Directions: Locate each line of the material that contains the word "hillside" and copy those lines.
▽
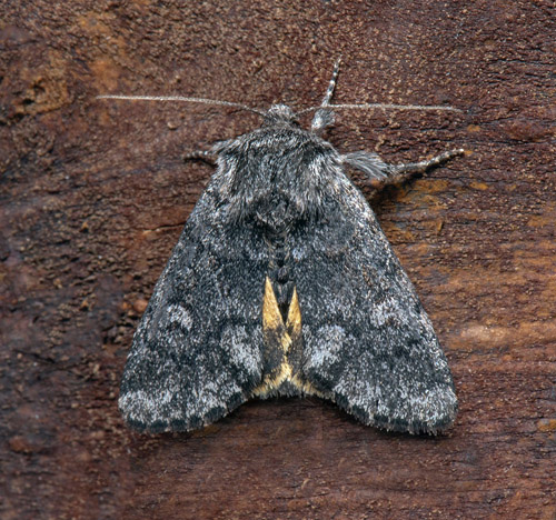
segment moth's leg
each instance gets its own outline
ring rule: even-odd
[[[417,173],[424,173],[429,168],[434,168],[443,162],[449,161],[454,157],[461,156],[464,150],[450,150],[427,161],[409,162],[405,164],[388,164],[377,154],[370,152],[353,152],[341,156],[342,162],[363,171],[369,179],[373,188],[381,189],[388,184],[404,182]]]
[[[218,154],[215,150],[195,150],[183,156],[183,161],[203,161],[216,164]]]

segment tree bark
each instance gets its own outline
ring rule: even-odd
[[[3,519],[555,518],[552,2],[36,0],[0,14]],[[448,357],[455,426],[387,433],[315,398],[133,433],[117,410],[126,354],[212,172],[181,157],[260,121],[96,96],[301,109],[340,54],[338,102],[463,110],[345,110],[326,134],[388,162],[468,151],[369,199]]]

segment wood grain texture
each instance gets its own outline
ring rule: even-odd
[[[552,2],[34,0],[0,20],[2,519],[556,518]],[[315,398],[130,432],[131,336],[211,173],[180,157],[259,121],[95,97],[308,107],[339,54],[338,102],[464,110],[345,111],[327,134],[395,162],[470,152],[371,200],[448,356],[455,427],[385,433]]]

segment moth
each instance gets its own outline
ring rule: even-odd
[[[463,150],[393,166],[340,153],[320,136],[336,63],[310,130],[285,104],[240,107],[262,126],[200,156],[218,168],[155,287],[121,381],[126,422],[190,431],[250,398],[318,396],[365,424],[409,433],[449,427],[454,382],[416,291],[346,167],[380,186]]]

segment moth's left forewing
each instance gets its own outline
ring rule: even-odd
[[[330,168],[326,212],[291,233],[304,378],[365,423],[434,433],[457,410],[446,358],[363,194]]]

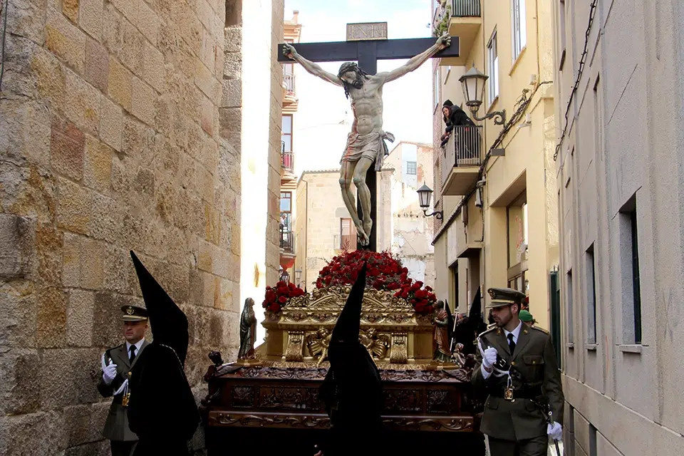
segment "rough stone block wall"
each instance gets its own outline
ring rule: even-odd
[[[224,79],[239,58],[224,58],[237,46],[225,12],[219,0],[9,1],[0,454],[108,453],[95,383],[103,351],[123,341],[119,307],[142,302],[130,249],[188,316],[198,396],[209,351],[235,356],[240,115],[219,128],[219,105],[239,98]]]
[[[272,0],[271,49],[276,53],[283,42],[284,0]],[[280,276],[280,174],[282,131],[283,70],[276,58],[271,61],[271,107],[269,120],[269,195],[266,228],[266,283],[273,285]]]

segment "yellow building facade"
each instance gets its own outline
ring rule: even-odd
[[[433,30],[458,36],[460,50],[433,65],[434,207],[443,214],[435,220],[435,289],[461,312],[478,287],[520,290],[549,328],[559,261],[551,2],[447,0],[433,13]],[[489,76],[475,115],[459,81],[473,66]],[[446,100],[477,127],[457,127],[440,149]],[[503,122],[494,115],[501,111]]]

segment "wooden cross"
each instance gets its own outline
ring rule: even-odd
[[[384,24],[384,27],[382,26]],[[365,26],[365,27],[364,27]],[[378,73],[378,60],[411,58],[435,44],[436,38],[416,38],[408,39],[386,39],[386,23],[368,23],[348,24],[346,41],[331,43],[299,43],[295,47],[297,52],[313,62],[356,61],[368,74]],[[383,34],[384,33],[384,36]],[[358,36],[370,36],[371,39],[358,39]],[[278,46],[278,61],[294,62],[283,53],[284,43]],[[451,46],[437,53],[433,58],[458,57],[459,43],[457,36],[451,37]],[[339,145],[340,154],[344,145]],[[370,190],[370,218],[373,219],[373,230],[368,234],[370,243],[367,249],[377,252],[377,232],[378,228],[377,201],[377,183],[374,167],[370,167],[366,175],[366,182]],[[362,217],[361,202],[356,199],[357,212]]]

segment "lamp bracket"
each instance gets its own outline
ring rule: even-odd
[[[428,209],[423,209],[423,213],[425,214],[425,217],[432,217],[433,215],[437,218],[437,220],[441,220],[442,217],[444,217],[444,212],[442,211],[432,212],[432,214],[428,213]]]

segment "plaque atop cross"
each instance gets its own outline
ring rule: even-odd
[[[351,98],[354,122],[341,147],[340,186],[342,199],[358,233],[358,244],[377,251],[376,177],[388,152],[385,141],[394,136],[383,130],[382,88],[417,69],[431,58],[458,57],[458,38],[387,39],[387,23],[347,24],[347,41],[332,43],[286,43],[278,46],[278,61],[300,63],[312,75],[344,89]],[[378,73],[378,60],[408,58],[392,71]],[[344,61],[338,74],[316,62]],[[357,63],[353,63],[354,61]],[[356,187],[355,198],[351,184]]]

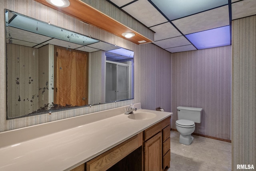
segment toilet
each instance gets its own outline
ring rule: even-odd
[[[180,143],[190,145],[194,139],[191,134],[195,131],[195,123],[201,123],[202,109],[179,106],[177,107],[178,120],[176,128],[180,133]]]

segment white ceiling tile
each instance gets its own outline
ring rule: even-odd
[[[169,22],[151,27],[150,28],[156,32],[154,39],[155,41],[182,36]]]
[[[121,6],[129,3],[132,1],[133,1],[133,0],[111,0],[110,1],[117,5],[119,7],[121,7]]]
[[[51,44],[54,45],[59,46],[60,46],[72,49],[76,49],[77,48],[80,48],[81,46],[82,46],[82,45],[57,39],[52,39],[42,44],[43,45]]]
[[[228,6],[193,15],[172,22],[184,34],[228,26],[229,25]]]
[[[163,49],[191,44],[187,39],[183,36],[154,42],[153,43]]]
[[[171,53],[175,53],[179,52],[180,52],[194,50],[196,50],[196,49],[194,46],[191,44],[189,45],[183,46],[182,46],[176,47],[175,48],[168,48],[165,49],[165,50]]]
[[[256,14],[256,0],[244,0],[232,4],[232,20]]]
[[[139,0],[122,9],[148,27],[167,21],[147,0]]]

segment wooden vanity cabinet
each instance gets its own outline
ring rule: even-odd
[[[85,165],[75,168],[78,169],[74,171],[85,169],[86,171],[163,171],[170,167],[170,116],[167,117],[87,161]],[[124,168],[127,165],[133,167]]]
[[[86,171],[105,171],[110,168],[142,145],[142,133],[141,132],[87,161],[86,163]],[[141,168],[142,162],[138,163],[141,165],[140,167]],[[140,166],[138,167],[140,168]]]
[[[170,167],[170,116],[144,131],[144,170]]]

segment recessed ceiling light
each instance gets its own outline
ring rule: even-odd
[[[138,42],[140,43],[146,43],[146,41],[145,41],[145,40],[142,40],[140,41],[138,41]]]
[[[131,32],[126,32],[125,33],[122,33],[122,35],[126,38],[131,38],[131,37],[135,36],[135,34]]]
[[[67,7],[70,4],[68,0],[46,0],[47,2],[58,7]]]

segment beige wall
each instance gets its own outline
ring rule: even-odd
[[[37,49],[7,44],[8,117],[28,114],[38,108]]]
[[[232,167],[256,169],[256,16],[232,22]]]
[[[231,46],[172,54],[172,128],[179,106],[203,108],[195,133],[231,140]]]
[[[134,99],[53,112],[51,115],[46,113],[6,120],[5,33],[3,16],[0,18],[0,107],[2,111],[0,114],[0,132],[128,105],[132,103],[141,102],[144,108],[152,109],[161,106],[170,111],[170,96],[168,94],[170,92],[170,53],[152,44],[135,45],[32,0],[4,0],[0,8],[2,14],[5,8],[45,22],[50,21],[52,24],[134,51],[135,93]],[[158,73],[165,74],[160,77],[156,77]],[[159,79],[163,84],[157,82]],[[166,89],[164,91],[163,89]]]

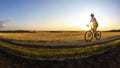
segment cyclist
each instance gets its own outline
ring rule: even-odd
[[[92,32],[95,34],[95,33],[96,33],[96,30],[97,30],[97,28],[98,28],[98,22],[97,22],[96,18],[94,17],[94,14],[93,14],[93,13],[91,13],[90,16],[91,16],[91,20],[90,20],[89,25],[87,25],[87,26],[90,26]]]

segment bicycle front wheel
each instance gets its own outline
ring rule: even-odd
[[[93,33],[91,31],[86,31],[84,35],[84,39],[86,42],[89,42],[93,39]]]

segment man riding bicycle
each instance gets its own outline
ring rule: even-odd
[[[85,41],[91,41],[93,38],[96,38],[96,40],[99,40],[101,39],[101,32],[97,31],[98,22],[96,18],[94,17],[93,13],[91,13],[90,16],[91,16],[91,20],[90,20],[89,25],[87,26],[91,27],[91,30],[85,32],[85,35],[84,35]]]
[[[98,28],[98,22],[97,22],[96,18],[94,17],[94,14],[93,14],[93,13],[91,13],[90,16],[91,16],[91,20],[90,20],[89,25],[87,25],[87,26],[90,26],[92,32],[93,32],[93,33],[96,33],[96,30],[97,30],[97,28]]]

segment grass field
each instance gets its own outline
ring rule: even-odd
[[[120,35],[120,32],[102,32],[102,39]],[[49,42],[58,44],[84,41],[84,32],[37,32],[37,33],[0,33],[0,37],[18,41]],[[73,43],[74,42],[74,43]],[[88,46],[84,48],[32,48],[13,45],[0,41],[0,47],[4,50],[30,57],[64,57],[90,55],[101,50],[106,50],[120,44],[120,40],[101,45]],[[51,44],[52,45],[52,44]],[[69,45],[68,45],[69,46]]]

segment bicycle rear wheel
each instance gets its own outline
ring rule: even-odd
[[[95,38],[96,38],[96,40],[100,40],[101,39],[101,31],[97,31],[96,32]]]
[[[91,31],[86,31],[84,35],[84,39],[86,42],[89,42],[93,39],[93,33]]]

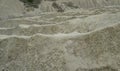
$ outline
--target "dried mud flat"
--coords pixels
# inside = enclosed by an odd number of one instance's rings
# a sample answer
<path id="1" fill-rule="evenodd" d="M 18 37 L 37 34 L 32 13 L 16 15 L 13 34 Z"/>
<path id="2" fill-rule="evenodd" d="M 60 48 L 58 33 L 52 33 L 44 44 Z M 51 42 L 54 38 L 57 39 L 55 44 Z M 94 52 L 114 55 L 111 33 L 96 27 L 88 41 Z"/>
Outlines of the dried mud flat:
<path id="1" fill-rule="evenodd" d="M 0 20 L 0 71 L 120 71 L 120 8 Z"/>

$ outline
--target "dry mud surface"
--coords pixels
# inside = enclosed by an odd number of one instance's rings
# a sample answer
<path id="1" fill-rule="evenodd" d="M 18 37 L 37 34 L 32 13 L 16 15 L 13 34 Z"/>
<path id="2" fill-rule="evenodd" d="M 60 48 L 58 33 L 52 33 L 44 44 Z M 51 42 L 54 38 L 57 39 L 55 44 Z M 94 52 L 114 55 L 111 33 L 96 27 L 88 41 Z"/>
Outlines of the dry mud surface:
<path id="1" fill-rule="evenodd" d="M 120 8 L 1 19 L 0 71 L 120 71 Z"/>

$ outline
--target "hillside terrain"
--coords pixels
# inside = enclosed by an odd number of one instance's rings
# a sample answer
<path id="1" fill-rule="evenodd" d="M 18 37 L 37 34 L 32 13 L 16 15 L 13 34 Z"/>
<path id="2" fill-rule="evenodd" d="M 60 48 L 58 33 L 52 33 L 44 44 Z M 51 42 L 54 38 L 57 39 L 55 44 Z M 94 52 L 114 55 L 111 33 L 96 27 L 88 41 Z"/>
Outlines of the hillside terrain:
<path id="1" fill-rule="evenodd" d="M 0 71 L 120 71 L 120 0 L 0 0 Z"/>

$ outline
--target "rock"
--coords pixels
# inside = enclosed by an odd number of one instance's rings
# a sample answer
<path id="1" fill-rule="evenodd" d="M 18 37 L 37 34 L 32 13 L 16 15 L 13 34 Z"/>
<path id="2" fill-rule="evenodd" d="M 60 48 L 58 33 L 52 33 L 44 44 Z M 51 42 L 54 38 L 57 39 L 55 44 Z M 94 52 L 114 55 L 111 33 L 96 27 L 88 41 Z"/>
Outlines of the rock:
<path id="1" fill-rule="evenodd" d="M 0 1 L 0 71 L 120 71 L 119 0 Z"/>

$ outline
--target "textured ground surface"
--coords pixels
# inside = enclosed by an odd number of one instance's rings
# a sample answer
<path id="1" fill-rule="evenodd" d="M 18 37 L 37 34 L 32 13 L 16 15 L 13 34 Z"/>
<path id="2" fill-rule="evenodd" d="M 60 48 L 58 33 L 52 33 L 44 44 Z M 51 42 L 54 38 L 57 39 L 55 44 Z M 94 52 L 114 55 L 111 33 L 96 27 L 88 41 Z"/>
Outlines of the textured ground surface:
<path id="1" fill-rule="evenodd" d="M 12 18 L 1 9 L 0 71 L 120 71 L 120 7 Z"/>

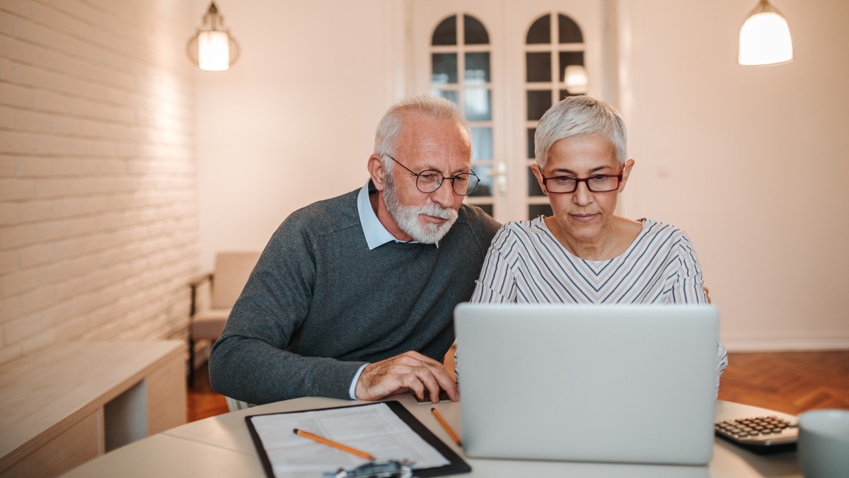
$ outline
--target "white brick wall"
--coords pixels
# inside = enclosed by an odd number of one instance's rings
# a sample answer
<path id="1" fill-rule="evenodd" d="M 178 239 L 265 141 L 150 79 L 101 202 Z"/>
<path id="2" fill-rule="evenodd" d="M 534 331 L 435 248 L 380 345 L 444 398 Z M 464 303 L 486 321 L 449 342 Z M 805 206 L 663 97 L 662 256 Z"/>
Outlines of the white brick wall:
<path id="1" fill-rule="evenodd" d="M 0 2 L 0 363 L 184 335 L 199 268 L 191 7 Z"/>

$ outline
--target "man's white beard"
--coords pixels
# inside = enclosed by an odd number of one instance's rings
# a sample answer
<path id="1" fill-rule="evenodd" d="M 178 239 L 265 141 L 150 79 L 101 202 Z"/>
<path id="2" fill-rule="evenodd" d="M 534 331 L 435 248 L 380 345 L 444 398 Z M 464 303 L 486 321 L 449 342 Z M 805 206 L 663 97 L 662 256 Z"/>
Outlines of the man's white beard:
<path id="1" fill-rule="evenodd" d="M 448 229 L 457 221 L 457 211 L 450 207 L 440 207 L 436 204 L 424 205 L 401 205 L 398 204 L 398 195 L 395 190 L 395 181 L 391 174 L 386 175 L 386 185 L 383 188 L 384 200 L 386 209 L 395 218 L 402 231 L 408 233 L 413 240 L 422 244 L 436 244 L 448 233 Z M 450 184 L 445 184 L 450 187 Z M 424 214 L 435 217 L 447 219 L 441 224 L 423 222 L 419 215 Z"/>

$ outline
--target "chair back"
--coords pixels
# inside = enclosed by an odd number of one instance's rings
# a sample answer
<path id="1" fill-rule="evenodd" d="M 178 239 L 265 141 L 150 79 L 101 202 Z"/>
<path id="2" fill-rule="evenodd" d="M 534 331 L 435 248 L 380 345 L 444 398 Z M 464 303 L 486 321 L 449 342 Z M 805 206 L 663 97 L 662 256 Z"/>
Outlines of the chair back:
<path id="1" fill-rule="evenodd" d="M 213 309 L 229 309 L 245 289 L 260 253 L 219 252 L 215 258 L 212 279 L 211 306 Z"/>

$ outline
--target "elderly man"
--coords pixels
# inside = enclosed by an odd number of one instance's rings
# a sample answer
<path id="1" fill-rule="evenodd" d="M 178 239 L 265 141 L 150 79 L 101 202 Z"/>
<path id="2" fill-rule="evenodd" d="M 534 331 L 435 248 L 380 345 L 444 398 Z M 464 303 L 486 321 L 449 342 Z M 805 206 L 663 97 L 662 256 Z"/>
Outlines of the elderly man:
<path id="1" fill-rule="evenodd" d="M 441 359 L 499 224 L 463 204 L 478 178 L 452 103 L 414 97 L 380 121 L 363 188 L 292 213 L 262 252 L 210 379 L 250 403 L 376 400 L 412 391 L 458 400 Z"/>

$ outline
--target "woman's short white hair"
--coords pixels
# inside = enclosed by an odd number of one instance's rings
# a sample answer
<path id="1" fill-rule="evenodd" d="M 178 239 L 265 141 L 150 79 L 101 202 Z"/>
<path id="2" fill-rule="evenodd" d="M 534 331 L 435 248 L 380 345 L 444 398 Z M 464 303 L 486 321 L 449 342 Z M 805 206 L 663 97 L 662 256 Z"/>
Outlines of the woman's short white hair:
<path id="1" fill-rule="evenodd" d="M 408 113 L 418 113 L 436 120 L 456 121 L 465 130 L 467 145 L 471 150 L 471 131 L 469 129 L 469 121 L 466 121 L 459 106 L 444 98 L 423 94 L 408 97 L 386 110 L 378 123 L 377 132 L 374 133 L 374 154 L 383 158 L 384 167 L 387 173 L 392 172 L 392 166 L 395 165 L 387 155 L 395 156 L 401 130 L 404 126 L 404 117 Z"/>
<path id="2" fill-rule="evenodd" d="M 628 157 L 627 137 L 621 115 L 610 104 L 588 96 L 571 96 L 543 115 L 534 134 L 534 154 L 539 167 L 548 162 L 554 143 L 576 136 L 600 136 L 616 150 L 619 164 Z"/>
△
Answer to the problem:
--target "hillside terrain"
Outlines of the hillside terrain:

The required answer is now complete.